--- Given task ---
Repeat the listing in full, exactly as it stands.

◆ ◆ ◆ ◆ ◆

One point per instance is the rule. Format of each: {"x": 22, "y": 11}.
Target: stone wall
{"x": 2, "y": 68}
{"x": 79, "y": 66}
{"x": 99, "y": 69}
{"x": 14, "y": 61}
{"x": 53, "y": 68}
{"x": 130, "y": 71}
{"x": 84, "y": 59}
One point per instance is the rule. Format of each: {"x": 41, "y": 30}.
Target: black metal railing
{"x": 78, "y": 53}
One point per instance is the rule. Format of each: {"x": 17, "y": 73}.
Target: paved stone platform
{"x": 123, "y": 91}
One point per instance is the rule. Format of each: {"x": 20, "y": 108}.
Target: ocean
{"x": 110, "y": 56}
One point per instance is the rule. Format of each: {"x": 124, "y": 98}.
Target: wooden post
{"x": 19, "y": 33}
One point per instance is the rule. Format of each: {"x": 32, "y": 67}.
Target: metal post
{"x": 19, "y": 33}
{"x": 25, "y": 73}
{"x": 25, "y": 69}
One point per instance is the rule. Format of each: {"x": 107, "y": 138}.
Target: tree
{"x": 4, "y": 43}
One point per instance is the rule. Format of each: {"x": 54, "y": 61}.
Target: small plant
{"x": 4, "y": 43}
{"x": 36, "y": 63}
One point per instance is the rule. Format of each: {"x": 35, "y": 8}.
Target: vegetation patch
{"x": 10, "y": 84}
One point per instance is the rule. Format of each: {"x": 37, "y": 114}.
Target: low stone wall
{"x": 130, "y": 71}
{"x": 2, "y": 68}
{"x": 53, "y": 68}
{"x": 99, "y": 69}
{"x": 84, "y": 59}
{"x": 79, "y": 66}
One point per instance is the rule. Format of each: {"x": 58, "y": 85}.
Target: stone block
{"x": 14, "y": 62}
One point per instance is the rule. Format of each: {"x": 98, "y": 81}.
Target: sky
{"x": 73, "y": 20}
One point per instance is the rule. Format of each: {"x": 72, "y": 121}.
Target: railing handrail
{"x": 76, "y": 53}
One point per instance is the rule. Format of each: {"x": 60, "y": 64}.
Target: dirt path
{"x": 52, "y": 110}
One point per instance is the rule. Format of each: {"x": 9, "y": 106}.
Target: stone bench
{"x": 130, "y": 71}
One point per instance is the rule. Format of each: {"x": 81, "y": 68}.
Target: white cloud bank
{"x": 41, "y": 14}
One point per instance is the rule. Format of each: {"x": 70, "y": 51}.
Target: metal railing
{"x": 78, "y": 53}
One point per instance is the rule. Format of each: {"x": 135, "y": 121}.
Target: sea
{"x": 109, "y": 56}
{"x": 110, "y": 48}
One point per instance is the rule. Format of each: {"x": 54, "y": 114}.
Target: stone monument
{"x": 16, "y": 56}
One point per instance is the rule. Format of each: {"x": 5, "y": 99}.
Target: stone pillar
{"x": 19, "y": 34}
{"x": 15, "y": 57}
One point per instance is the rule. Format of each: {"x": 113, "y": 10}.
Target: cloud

◆ ◆ ◆ ◆ ◆

--- Result below ---
One point per instance is the rule. Format of each: {"x": 22, "y": 11}.
Target: stone wall
{"x": 2, "y": 68}
{"x": 79, "y": 66}
{"x": 99, "y": 69}
{"x": 14, "y": 61}
{"x": 53, "y": 68}
{"x": 130, "y": 71}
{"x": 84, "y": 59}
One point per instance is the rule. Format of each: {"x": 41, "y": 30}.
Target: black metal railing
{"x": 78, "y": 53}
One point per instance is the rule. Format of each: {"x": 17, "y": 73}.
Target: paved stone platform
{"x": 123, "y": 91}
One point per instance is the rule. Format of each: {"x": 20, "y": 108}.
Target: ocean
{"x": 110, "y": 56}
One point per instance is the rule. Format of each: {"x": 124, "y": 98}.
Target: wooden post
{"x": 19, "y": 33}
One point per instance is the rule. Format of each: {"x": 32, "y": 67}.
Target: metal post
{"x": 19, "y": 33}
{"x": 25, "y": 73}
{"x": 25, "y": 69}
One point per instance is the rule. Format of each: {"x": 107, "y": 138}.
Target: tree
{"x": 4, "y": 43}
One point per instance is the rule. Format of each: {"x": 54, "y": 61}.
Target: small plant
{"x": 4, "y": 43}
{"x": 36, "y": 63}
One point per instance is the rule. Format of each: {"x": 35, "y": 8}.
Target: vegetation patch
{"x": 10, "y": 84}
One point per instance is the rule. Format of each: {"x": 37, "y": 114}.
Target: low stone wall
{"x": 130, "y": 71}
{"x": 2, "y": 68}
{"x": 53, "y": 68}
{"x": 99, "y": 69}
{"x": 84, "y": 59}
{"x": 79, "y": 66}
One point per instance is the rule. Format of each: {"x": 58, "y": 85}.
Target: stone block
{"x": 14, "y": 62}
One point per instance is the rule. Format of each: {"x": 98, "y": 81}.
Target: sky
{"x": 73, "y": 20}
One point per instance is the rule. Format of each: {"x": 72, "y": 121}.
Target: railing handrail
{"x": 76, "y": 53}
One point per instance is the rule. Format of each: {"x": 60, "y": 64}.
Target: dirt path
{"x": 52, "y": 110}
One point per instance is the rule. Format of each: {"x": 9, "y": 106}.
Target: stone bench
{"x": 130, "y": 71}
One point per instance is the rule. Format of each: {"x": 81, "y": 68}.
Target: white cloud bank
{"x": 41, "y": 14}
One point per instance is the rule. Format of each: {"x": 70, "y": 51}.
Target: metal railing
{"x": 78, "y": 53}
One point per instance is the rule. Format of each: {"x": 135, "y": 121}.
Target: sea
{"x": 109, "y": 56}
{"x": 110, "y": 48}
One point per instance is the rule. Format of each: {"x": 54, "y": 114}.
Target: stone monument
{"x": 16, "y": 56}
One point per instance is the rule. Format of each: {"x": 5, "y": 99}.
Target: stone pillar
{"x": 19, "y": 34}
{"x": 15, "y": 57}
One point per instance is the rule. Format of each: {"x": 113, "y": 10}.
Target: cloud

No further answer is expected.